start

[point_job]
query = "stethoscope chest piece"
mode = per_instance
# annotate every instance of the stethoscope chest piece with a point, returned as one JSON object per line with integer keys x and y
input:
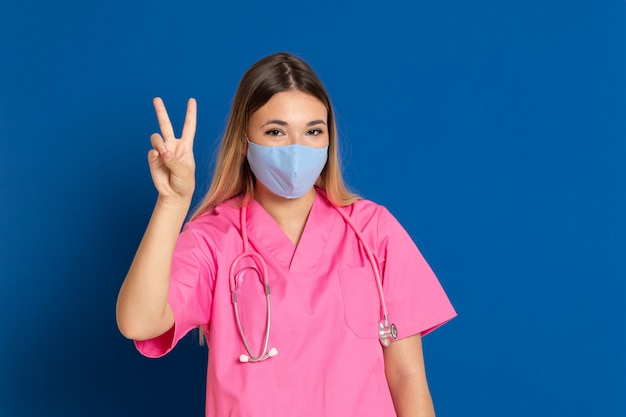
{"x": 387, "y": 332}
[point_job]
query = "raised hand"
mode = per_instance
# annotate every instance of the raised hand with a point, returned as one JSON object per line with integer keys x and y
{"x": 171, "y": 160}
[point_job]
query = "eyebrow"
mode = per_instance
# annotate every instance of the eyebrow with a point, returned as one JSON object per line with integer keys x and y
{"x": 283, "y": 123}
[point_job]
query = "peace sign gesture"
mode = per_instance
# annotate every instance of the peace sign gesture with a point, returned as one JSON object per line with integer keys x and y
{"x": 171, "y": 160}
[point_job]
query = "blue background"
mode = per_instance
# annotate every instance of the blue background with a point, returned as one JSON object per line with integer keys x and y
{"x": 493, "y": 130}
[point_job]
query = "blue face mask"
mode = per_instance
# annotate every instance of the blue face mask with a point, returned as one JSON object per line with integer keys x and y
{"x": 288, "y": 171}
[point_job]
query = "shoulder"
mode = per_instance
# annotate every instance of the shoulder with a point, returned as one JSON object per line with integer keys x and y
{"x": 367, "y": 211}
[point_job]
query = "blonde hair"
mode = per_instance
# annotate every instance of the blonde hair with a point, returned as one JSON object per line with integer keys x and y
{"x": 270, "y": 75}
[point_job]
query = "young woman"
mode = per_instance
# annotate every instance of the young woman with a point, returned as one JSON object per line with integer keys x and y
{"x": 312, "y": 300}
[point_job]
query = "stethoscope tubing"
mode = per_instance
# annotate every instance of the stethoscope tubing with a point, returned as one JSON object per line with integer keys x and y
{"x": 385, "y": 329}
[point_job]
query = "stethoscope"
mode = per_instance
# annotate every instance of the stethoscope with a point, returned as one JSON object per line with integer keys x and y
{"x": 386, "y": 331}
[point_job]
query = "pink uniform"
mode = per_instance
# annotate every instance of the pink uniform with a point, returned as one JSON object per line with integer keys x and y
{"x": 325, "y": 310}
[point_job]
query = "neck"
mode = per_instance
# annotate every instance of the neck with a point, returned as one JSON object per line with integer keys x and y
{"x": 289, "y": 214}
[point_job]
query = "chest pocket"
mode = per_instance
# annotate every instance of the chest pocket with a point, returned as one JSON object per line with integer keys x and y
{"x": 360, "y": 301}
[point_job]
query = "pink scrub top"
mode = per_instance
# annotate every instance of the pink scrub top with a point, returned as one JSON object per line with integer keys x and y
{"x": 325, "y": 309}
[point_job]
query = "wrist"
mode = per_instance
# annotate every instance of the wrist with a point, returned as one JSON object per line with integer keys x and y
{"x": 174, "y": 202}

end

Exercise objective ▸ Print the complete listing exactly, apart from any pictures.

Result for this task ▸
[point_job]
query = "stethoscope chest piece"
mode = per_instance
# annotate every instance of the stethoscope chest piece with a point, returned as one JSON object per line with integer keys x and y
input:
{"x": 387, "y": 332}
[point_job]
query = "raised hand"
mode = per_instance
# annotate every instance of the raised hand with a point, returned as one JSON object per line with integer keys x and y
{"x": 171, "y": 160}
[point_job]
query = "eyebrow"
mode = per_instance
# annotate every instance of the eyebrow with a point, returned as one JSON object per line with integer keys x and y
{"x": 283, "y": 123}
[point_job]
query = "peace sign gesture"
mode = per_instance
# annotate every instance of the peace sign gesture with a point, returned as one JSON object per line with integer keys x and y
{"x": 171, "y": 160}
[point_job]
query = "blue background"
mode = per_instance
# annotate every instance of the blue background with a point, returned as one JSON object per line with integer keys x and y
{"x": 493, "y": 130}
[point_job]
query = "blue face mask"
mode = per_instance
# annotate every instance of the blue face mask with a point, returned as one JSON object per line with integer keys x and y
{"x": 288, "y": 171}
[point_job]
query = "shoulder"
mode = per_instance
# annotate every instance of the shoulder with a point, returned as one JSON object per line with integer keys x and y
{"x": 367, "y": 211}
[point_job]
query = "blonde hair"
mode = per_instance
# annotate every instance of the blonde hair with a point, returned as one JSON object per line with integer keys x and y
{"x": 270, "y": 75}
[point_job]
query = "young woman"
mode = per_instance
# annotate every instance of the young woman with a point, returned as one JSON object per line with integer keys x and y
{"x": 312, "y": 300}
[point_job]
query = "stethoscope tubing"
mode = per_instance
# annotate every instance of the stethoscope tubing with a point, returned as one JSON object per line with integer keys x and y
{"x": 385, "y": 329}
[point_job]
query = "stethoscope"
mode = per_instance
# annotate every instance of the stethoscope with a point, returned as one JSON object per line with integer keys x and y
{"x": 386, "y": 331}
[point_job]
query = "pink uniform"
mode = per_instance
# annotate every instance of the pink uniform with a point, returned as one JSON object per line with integer keys x and y
{"x": 325, "y": 310}
[point_job]
query = "neck"
mode = per_instance
# annotate every instance of the neck with a point, returned as one JSON object per line with integer keys x and y
{"x": 289, "y": 214}
[point_job]
query = "chest pocket"
mode = per_instance
# annotate every instance of the chest pocket with a point, returned as one JSON object per line with integer keys x and y
{"x": 360, "y": 301}
[point_job]
query = "pink scrub top"
mode = per_instance
# annotate every instance of the pink scrub top with a point, returned as one JSON object per line with integer keys x and y
{"x": 325, "y": 309}
[point_job]
query = "wrist"
mode = per_instance
# annotate every instance of the wrist with a point, returned as one JSON object per line with integer keys x and y
{"x": 174, "y": 202}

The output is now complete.